◆ Exercise
Count the lines in the rows below that contain the string "stone", treating uppercase and lowercase as different, and reply with the number alone.

◆ Available data
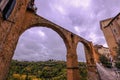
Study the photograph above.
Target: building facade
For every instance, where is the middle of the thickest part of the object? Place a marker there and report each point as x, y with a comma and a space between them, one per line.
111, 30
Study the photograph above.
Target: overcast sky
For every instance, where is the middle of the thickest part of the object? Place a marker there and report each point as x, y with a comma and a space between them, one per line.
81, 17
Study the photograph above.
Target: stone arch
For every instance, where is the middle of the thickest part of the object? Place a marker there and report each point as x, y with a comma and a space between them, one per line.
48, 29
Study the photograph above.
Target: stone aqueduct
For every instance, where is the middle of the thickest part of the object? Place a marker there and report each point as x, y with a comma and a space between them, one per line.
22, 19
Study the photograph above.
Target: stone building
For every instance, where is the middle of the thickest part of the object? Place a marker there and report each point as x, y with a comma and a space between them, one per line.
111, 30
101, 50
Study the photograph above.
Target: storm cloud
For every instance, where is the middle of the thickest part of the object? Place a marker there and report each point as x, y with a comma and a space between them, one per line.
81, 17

--

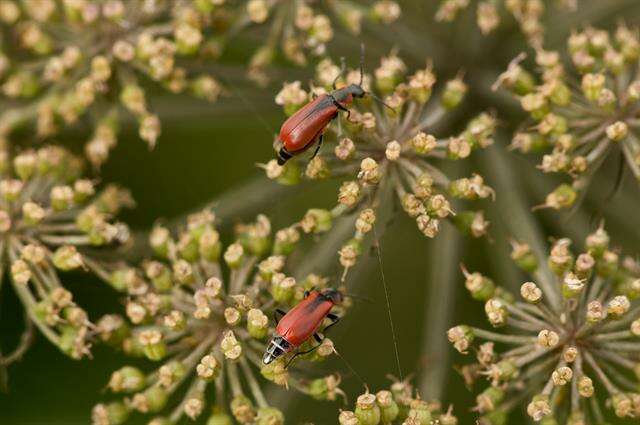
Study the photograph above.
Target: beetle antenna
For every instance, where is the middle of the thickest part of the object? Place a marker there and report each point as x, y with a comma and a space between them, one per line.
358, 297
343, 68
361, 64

* * *

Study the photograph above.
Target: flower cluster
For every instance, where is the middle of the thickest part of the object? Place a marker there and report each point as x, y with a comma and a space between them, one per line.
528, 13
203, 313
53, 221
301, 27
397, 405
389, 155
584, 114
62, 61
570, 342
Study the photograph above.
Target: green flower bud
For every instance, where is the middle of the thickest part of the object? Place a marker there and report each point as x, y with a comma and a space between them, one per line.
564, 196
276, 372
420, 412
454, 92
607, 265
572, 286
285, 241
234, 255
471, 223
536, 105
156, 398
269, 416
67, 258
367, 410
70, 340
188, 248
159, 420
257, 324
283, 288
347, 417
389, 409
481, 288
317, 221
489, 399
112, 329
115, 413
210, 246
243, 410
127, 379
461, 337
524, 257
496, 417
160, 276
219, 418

◆ Reply to the exercise
3